The records:
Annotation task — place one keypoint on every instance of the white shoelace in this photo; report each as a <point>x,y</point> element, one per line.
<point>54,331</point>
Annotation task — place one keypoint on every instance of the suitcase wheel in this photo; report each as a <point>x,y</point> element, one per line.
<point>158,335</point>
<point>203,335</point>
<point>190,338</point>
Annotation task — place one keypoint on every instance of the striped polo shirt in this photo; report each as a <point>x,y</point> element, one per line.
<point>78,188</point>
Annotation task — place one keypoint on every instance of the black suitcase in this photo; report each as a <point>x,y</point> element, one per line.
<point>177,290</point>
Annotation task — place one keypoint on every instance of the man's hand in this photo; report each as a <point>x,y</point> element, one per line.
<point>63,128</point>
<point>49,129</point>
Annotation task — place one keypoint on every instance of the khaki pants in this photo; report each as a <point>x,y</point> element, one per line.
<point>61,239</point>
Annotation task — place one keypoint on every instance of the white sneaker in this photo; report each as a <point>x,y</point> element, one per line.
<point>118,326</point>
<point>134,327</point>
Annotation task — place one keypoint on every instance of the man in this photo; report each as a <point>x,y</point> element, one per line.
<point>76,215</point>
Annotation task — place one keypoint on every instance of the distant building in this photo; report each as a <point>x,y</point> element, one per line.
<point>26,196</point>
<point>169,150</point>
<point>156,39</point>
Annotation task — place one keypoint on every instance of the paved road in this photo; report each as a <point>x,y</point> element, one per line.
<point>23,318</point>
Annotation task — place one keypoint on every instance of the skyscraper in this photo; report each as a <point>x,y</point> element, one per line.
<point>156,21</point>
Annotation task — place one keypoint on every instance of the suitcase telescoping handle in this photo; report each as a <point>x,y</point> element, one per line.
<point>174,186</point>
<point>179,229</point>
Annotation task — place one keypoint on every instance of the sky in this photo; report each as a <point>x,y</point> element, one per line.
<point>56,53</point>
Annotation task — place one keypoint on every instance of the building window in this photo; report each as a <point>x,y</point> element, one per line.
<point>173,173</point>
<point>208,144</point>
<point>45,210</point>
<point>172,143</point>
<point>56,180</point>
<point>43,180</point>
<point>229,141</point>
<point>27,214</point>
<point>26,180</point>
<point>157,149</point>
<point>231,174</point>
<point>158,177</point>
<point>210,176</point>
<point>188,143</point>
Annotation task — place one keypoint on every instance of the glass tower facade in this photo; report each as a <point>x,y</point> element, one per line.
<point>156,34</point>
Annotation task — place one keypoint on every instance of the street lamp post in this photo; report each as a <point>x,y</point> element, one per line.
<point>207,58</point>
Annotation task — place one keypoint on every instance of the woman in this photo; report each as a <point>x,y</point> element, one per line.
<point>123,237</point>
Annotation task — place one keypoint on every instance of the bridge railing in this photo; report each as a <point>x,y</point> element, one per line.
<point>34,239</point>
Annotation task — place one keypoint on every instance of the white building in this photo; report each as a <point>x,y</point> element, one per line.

What the task asks:
Each entry is to be returned in full, character for character.

Finished exercise:
Annotation task — place one keypoint on every instance of the white shoelace in this photo; report each as a <point>x,y</point> element, one per line.
<point>54,331</point>
Annotation task — place one keypoint on every instance of the suitcase wheel in this photo; report each as a <point>x,y</point> element, one per line.
<point>158,335</point>
<point>203,335</point>
<point>190,338</point>
Annotation task — place one keypoint on every instance of the striped polo shirt in this photo; report each as a <point>x,y</point> element, one per line.
<point>78,188</point>
Annotation task — place one keypoint on every instance of the black suitcase in this photo; report each as a <point>x,y</point> element, one per line.
<point>177,290</point>
Annotation task — place one keypoint on every instance of the man's hand in this photo; report each as a <point>x,y</point> element, one per line.
<point>63,128</point>
<point>49,129</point>
Annotation task — place one keypoint on every instance of the khaki pants in this photo; report each as a <point>x,y</point> element, one per line.
<point>61,239</point>
Annotation task — place one keypoint on every instance of the white sneaker in this photo; report each as a <point>x,y</point> element, one per line.
<point>118,326</point>
<point>134,327</point>
Annotation task — place one keypoint on every instance of the man in this photo; report each as a <point>x,y</point> element, one per line.
<point>76,215</point>
Annotation task — place one keypoint on every instance of the distant building in this photo; report each as a <point>x,y</point> element, one per line.
<point>26,196</point>
<point>169,150</point>
<point>156,39</point>
Annotation task — place one keypoint on every instance of the paved road in this photo; report each as a <point>x,y</point> element, one per line.
<point>23,318</point>
Annotation task — place one keypoint on every instance of the skyscraper in this photo; report each as a <point>x,y</point> element, one per line.
<point>156,21</point>
Annotation task — place one keypoint on every instance of the suitcase telescoping handle in this photo; report each as a <point>x,y</point> element, one per line.
<point>174,186</point>
<point>179,229</point>
Annotation task — place one keypoint on every instance of the sky in this photo; report each as a <point>x,y</point> element, one per line.
<point>56,53</point>
Annotation task — place one keypoint on every instance of the building window in this photo; report each as a <point>x,y</point> element, one per line.
<point>173,173</point>
<point>208,144</point>
<point>45,210</point>
<point>172,143</point>
<point>56,180</point>
<point>43,180</point>
<point>229,141</point>
<point>27,214</point>
<point>26,180</point>
<point>157,149</point>
<point>231,174</point>
<point>158,177</point>
<point>210,176</point>
<point>188,143</point>
Annotation task — place one keypoint on every instance of the glass tower facade in this photo; report each as a <point>x,y</point> element, one per line.
<point>156,34</point>
Annotation task — place one keypoint on every instance of the street lamp post in this photo; report each as a <point>x,y</point> element, one per line.
<point>207,58</point>
Annotation task — place one keypoint on every instance of the woman in this photo; report each as a <point>x,y</point> element, one per line.
<point>123,237</point>
Annotation task — place one keypoint on every instance of the bridge railing in this photo; report each as a <point>x,y</point> element, one per line.
<point>34,239</point>
Annotation task — place one keypoint on every instance of the white building in this photo; report each as a <point>x,y</point> element, one per line.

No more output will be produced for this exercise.